* _Instructions_
(1) In the passage about Ken Hahn, where did Ken get Patty Spaulding's phone number?
(2) Reproduce the passage about Ken Hahn word for word, starting at "If David was" and going down to "a local school.".

* _Selected passage_

If David was a slightly odd child, his parents, lost in their own preoccupations, hardly noticed. His father, Ken Hahn, grew up in the Detroit area along with his four brothers and sisters. Ken’s father was a skilled tradesman, a tool-and-die maker who worked for General Electric and Pratt & Whitney. At night, Ken would sit with his dad and pore over blueprints of the tools his dad made during his workday. By the time he reached Henry Ford High School, Ken had decided to pursue a similar career, though he was fascinated by the idea of drawing the blueprints, not building the tools. He enrolled in a college-prep program for mechanical engineering and after graduating attended Lawrence Technological University, a local school.
Ken was so wrapped up with his engineering studies that he had little time for dating or romance. But while a sophomore at Lawrence Tech, he and a friend were cruising Woodward Avenue just outside of Detroit when they spotted two pretty girls driving alongside his Chevy Chevelle. After signaling for them to pull into a Big Boy hamburger drive-in, Ken zeroed in on nineteen-year-old Patty Spaulding and came away with her phone number. For Ken, it was love at first sight. “She was cute as a bug,” he remembered later, proudly showing off a picture of a beautiful young woman with a bouncy smile.

* _Given entries_
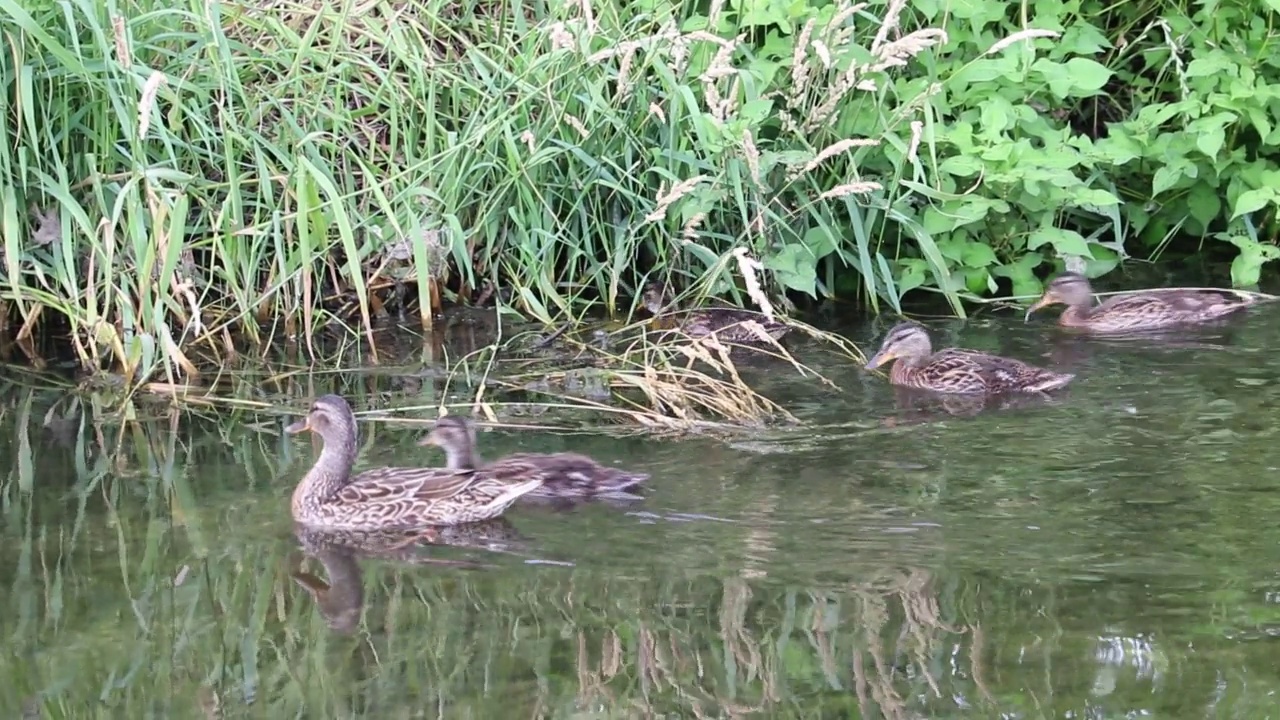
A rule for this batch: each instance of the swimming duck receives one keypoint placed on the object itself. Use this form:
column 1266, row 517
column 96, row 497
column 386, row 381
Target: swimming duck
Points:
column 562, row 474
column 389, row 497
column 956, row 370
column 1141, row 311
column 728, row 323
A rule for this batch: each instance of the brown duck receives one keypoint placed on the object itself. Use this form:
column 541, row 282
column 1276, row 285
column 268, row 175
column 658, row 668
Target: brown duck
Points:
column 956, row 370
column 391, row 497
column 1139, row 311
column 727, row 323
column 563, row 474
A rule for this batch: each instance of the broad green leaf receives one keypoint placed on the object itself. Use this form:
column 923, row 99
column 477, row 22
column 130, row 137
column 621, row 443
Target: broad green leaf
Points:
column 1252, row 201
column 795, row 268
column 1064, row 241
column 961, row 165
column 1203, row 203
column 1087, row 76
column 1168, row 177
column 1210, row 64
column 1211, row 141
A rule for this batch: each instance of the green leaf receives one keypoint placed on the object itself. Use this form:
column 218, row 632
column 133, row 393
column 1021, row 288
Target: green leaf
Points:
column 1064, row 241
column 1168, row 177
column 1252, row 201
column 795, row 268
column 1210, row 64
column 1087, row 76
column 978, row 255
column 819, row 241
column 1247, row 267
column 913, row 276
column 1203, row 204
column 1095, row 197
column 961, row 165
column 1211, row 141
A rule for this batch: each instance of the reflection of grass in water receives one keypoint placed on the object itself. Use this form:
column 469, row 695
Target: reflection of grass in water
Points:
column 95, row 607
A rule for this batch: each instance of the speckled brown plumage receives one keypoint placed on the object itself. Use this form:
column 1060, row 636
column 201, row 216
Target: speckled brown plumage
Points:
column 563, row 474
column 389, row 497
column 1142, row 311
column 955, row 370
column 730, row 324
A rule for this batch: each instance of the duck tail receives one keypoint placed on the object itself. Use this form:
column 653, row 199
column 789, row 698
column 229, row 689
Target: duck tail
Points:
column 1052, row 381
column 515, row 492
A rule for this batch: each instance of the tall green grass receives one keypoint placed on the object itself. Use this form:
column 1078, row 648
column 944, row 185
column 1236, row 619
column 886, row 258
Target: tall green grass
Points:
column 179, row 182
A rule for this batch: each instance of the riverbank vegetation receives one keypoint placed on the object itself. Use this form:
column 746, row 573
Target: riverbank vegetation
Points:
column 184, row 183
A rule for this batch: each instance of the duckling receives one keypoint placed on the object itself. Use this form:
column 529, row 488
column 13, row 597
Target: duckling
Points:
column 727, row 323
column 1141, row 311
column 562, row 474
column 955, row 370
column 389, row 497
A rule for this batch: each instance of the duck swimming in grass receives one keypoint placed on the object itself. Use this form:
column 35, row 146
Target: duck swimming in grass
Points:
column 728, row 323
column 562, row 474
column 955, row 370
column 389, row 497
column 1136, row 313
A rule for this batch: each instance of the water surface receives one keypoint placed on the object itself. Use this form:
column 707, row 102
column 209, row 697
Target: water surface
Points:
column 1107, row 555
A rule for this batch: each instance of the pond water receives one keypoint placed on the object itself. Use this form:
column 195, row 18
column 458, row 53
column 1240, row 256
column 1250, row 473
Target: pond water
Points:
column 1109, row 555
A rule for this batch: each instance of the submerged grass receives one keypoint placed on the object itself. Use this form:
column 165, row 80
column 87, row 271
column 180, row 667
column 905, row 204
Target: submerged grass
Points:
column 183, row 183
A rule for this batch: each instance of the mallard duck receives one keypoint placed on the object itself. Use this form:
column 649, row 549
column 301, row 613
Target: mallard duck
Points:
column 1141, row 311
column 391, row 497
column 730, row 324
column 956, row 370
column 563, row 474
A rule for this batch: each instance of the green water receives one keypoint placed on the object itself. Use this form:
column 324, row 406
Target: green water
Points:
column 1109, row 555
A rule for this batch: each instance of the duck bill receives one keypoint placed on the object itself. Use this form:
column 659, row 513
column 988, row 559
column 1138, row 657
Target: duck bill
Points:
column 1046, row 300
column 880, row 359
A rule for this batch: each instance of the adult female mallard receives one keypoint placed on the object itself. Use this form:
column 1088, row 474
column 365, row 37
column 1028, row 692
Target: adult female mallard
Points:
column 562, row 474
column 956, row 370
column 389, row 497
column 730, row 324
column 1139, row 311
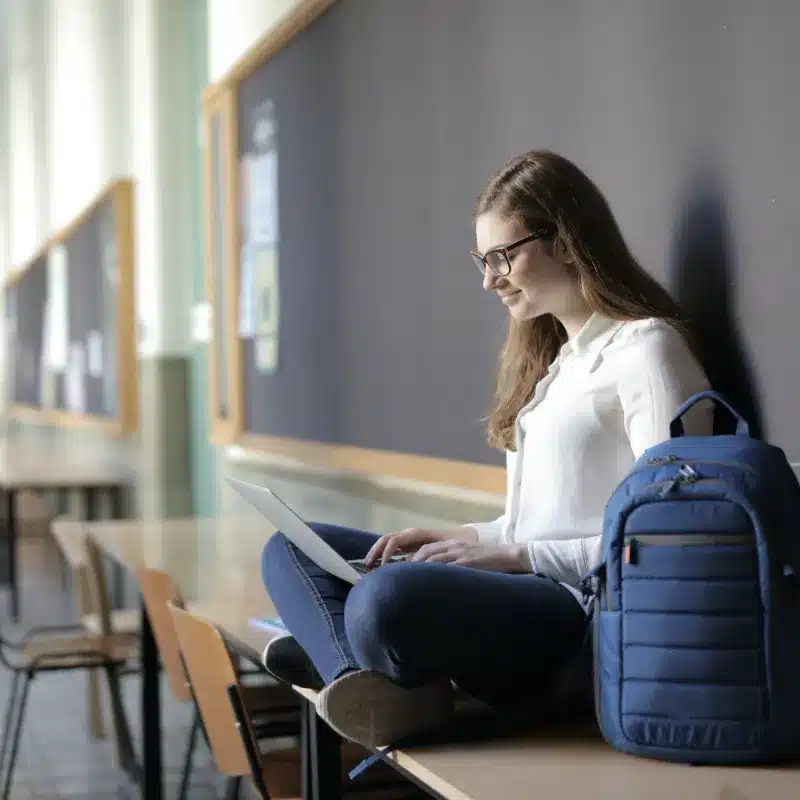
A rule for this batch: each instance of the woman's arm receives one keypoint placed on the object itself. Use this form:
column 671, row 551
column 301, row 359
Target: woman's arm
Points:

* _Results for the exercise_
(1) At a Big Boy hamburger drive-in.

(2)
If David was a slightly odd child, his parents, lost in their own preoccupations, hardly noticed. His father, Ken Hahn, grew up in the Detroit area along with his four brothers and sisters. Ken’s father was a skilled tradesman, a tool-and-die maker who worked for General Electric and Pratt & Whitney. At night, Ken would sit with his dad and pore over blueprints of the tools his dad made during his workday. By the time he reached Henry Ford High School, Ken had decided to pursue a similar career, though he was fascinated by the idea of drawing the blueprints, not building the tools. He enrolled in a college-prep program for mechanical engineering and after graduating attended Lawrence Technological University, a local school.